* [OBJECTIVE] Each entry that follows must be output without any deviation.

* [STORED DATA]

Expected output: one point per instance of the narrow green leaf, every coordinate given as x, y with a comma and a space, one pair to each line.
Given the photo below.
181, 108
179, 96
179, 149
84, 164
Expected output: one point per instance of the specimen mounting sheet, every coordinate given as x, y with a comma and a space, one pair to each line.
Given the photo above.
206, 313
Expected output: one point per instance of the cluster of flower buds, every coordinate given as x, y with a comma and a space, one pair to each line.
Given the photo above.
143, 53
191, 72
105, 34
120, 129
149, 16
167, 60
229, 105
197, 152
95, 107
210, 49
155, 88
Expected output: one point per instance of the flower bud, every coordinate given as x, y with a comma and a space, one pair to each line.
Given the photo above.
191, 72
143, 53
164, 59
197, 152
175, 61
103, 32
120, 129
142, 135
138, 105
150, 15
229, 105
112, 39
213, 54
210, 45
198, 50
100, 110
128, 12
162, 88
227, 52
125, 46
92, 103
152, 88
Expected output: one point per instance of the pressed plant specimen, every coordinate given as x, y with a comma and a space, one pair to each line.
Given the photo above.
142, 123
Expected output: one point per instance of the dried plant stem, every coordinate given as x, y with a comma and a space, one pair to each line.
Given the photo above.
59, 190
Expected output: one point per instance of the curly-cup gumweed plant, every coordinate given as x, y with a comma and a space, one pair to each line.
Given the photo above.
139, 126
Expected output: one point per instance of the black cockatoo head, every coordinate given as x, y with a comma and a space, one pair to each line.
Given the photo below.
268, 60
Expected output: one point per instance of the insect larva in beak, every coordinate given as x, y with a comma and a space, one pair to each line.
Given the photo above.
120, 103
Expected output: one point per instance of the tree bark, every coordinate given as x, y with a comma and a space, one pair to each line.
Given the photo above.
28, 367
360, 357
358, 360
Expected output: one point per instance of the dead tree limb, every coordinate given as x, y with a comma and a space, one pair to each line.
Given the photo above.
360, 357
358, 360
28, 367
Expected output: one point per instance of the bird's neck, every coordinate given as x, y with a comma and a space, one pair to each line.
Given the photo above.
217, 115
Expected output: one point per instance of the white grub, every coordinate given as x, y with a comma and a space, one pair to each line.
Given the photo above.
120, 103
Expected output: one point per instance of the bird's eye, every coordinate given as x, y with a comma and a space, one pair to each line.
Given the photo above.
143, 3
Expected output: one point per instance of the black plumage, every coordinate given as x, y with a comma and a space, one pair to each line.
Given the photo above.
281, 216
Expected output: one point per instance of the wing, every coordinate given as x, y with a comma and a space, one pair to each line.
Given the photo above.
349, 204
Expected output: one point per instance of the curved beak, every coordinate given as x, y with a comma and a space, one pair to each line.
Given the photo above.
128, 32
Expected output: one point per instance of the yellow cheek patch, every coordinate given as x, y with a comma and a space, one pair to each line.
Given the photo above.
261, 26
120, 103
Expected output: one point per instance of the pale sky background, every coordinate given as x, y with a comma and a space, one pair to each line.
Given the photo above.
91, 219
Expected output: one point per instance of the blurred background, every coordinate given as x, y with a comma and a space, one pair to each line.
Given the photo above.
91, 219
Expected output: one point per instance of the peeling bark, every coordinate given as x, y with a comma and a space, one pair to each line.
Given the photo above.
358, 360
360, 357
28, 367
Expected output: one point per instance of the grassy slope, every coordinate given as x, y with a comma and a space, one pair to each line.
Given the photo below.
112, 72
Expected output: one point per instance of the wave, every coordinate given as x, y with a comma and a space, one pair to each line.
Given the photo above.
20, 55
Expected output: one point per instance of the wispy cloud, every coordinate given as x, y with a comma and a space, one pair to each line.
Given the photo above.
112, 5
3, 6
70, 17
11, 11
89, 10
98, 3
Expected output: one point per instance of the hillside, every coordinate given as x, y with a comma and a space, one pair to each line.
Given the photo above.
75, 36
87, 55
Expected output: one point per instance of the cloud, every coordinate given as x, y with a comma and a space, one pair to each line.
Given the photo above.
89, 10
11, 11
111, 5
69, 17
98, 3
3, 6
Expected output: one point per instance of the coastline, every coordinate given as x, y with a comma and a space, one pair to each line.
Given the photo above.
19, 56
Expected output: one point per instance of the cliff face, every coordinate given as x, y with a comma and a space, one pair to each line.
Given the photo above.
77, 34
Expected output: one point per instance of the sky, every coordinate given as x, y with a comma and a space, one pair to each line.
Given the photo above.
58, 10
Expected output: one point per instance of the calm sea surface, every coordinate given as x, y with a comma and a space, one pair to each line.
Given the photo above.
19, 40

* [ANSWER]
Expected output: one point per instance of the narrow green leaf, every coordinate given as x, y with a comma and a space, one pair to each line.
Given the photo below.
181, 108
179, 96
179, 149
84, 164
Expected output: one point per instance of the specimen mounting sheet, every coordinate given as x, y with a comma and a space, one pair to each line.
Given the photo above.
206, 313
Expected output: one point per instance of the cluster of flower buds, every coordinate given as x, y with a comma and a space, one pair to each line.
Given the photo above.
143, 53
191, 72
105, 34
120, 129
149, 16
167, 60
229, 105
197, 152
95, 107
210, 49
155, 88
Expected output: one point per instance of the flower bud, every coordinate given as x, y with a comma and a space, one pair to each line.
Given the photo above.
191, 72
143, 53
164, 59
197, 152
175, 61
103, 32
120, 129
142, 135
138, 105
150, 15
229, 105
112, 39
213, 54
210, 45
198, 50
100, 110
128, 12
162, 88
227, 52
125, 46
92, 103
152, 88
Expected output: one point per instance of the pressed plant specimen, every coordinate given as x, y with a comma and a space, one pair to each line.
Given the photo above.
142, 123
Expected output: one point per instance of the dried plant stem, every coordinate given as x, y with a comma and a space, one pair to each line.
Given the photo above.
59, 190
Expected output: one point per instance of the curly-cup gumweed plant, every coordinate given as x, y with a comma and a space, one pair to each line.
Given the photo above.
139, 126
Expected output: one point per instance of the black cockatoo head, every coordinate given as x, y with a comma and a space, one pair to each line.
Given the photo below.
268, 60
Expected output: one point per instance of the insect larva in beak, every coordinate given as x, y with a comma and a space, one pair to each line.
Given the photo above.
120, 103
Expected output: one point per instance of the tree bark, every coordinate given as x, y with a comma and a space, one pair to each line.
Given the photo above.
28, 367
360, 357
358, 360
Expected output: one point per instance of the dead tree limb, every coordinate given as x, y with a comma and a space, one pair to each line.
Given the photo above.
360, 357
358, 360
28, 367
Expected output: one point per instance of the bird's neck, every coordinate given as x, y with a comma and a space, one pair to each line.
Given the photo above.
217, 115
Expected output: one point per instance of the white grub, every coordinate given as x, y with a comma and a space, one pair to each line.
Given the photo above.
120, 103
Expected output: one point per instance of the bird's eye, every coordinate given as x, y with a comma and a space, one pair to each line.
Given the photo above.
143, 3
Expected output: one point per instance of the black plumage, every coordinate given as x, y with a comma and a space, one pair to each line.
Given the photo above.
281, 216
Expected output: one point per instance of the wing, every coordinate given as x, y with a comma and a space, one pair to each line.
Given the photo above.
349, 204
Expected output: one point per instance of the curved beak, every coordinate given as x, y with a comma and a space, one pair to each line.
Given the photo above.
128, 32
Expected output: one point per instance of the yellow cheek patch, every coordinate given as x, y with a comma and a space, one pair to each line.
Given the photo above.
261, 26
120, 103
Expected output: one point per instance of the pale sky background, every coordinate given as x, y with a comma and a space, one pair to each line.
Given the photo above.
91, 219
Expected output: one point per instance of the blurred background, every coordinate given as x, y with a comma and a space, one pair to each line.
Given the photo above.
91, 219
Expected output: one point per instance of the peeling bark, every coordinate given as x, y with a comma and a space, one pair to each line.
Given the photo above.
358, 360
360, 357
28, 367
Expected output: one point per instance of the grassy slope, every coordinate given as x, y with a comma and a space, one pair to each line.
Given the photo below.
112, 72
Expected output: one point per instance of the wave, every coordinate given as x, y with a comma and a space, one pair to each line.
Given the photo above.
20, 55
Expected output: one point per instance of the wispy cloud, every coordinate given as x, y with a comma and a space, one pair to each line.
Given the photo above.
112, 5
3, 6
70, 17
11, 11
89, 10
98, 3
Expected output: one point per instance of the hillside, every coordinate given as x, y with a comma and a space, one pair to each line.
Given the photo above.
75, 36
87, 55
Expected output: one point per instance of the cloud, every coordinate given as x, y with a comma and a space, one pair to each line.
Given the photo above.
89, 10
11, 11
111, 5
69, 17
98, 3
3, 6
Expected output: one point per instance of the coastline, every coordinate given as x, y with a comma and a space, one pair to each line.
Given the photo above.
19, 56
Expected output: one point per instance of the cliff face, every coordinate given as x, y with a comma and a space, one pair to each line.
Given the photo above.
77, 34
Expected output: one point per instance of the sky, every coordinate given as x, y with a comma and a space, one pair to each line.
Given the photo above.
58, 10
Expected output: one point per instance of the calm sea surface, every coordinate given as x, y with a comma and a space, one pair to each line.
Given the photo above.
19, 40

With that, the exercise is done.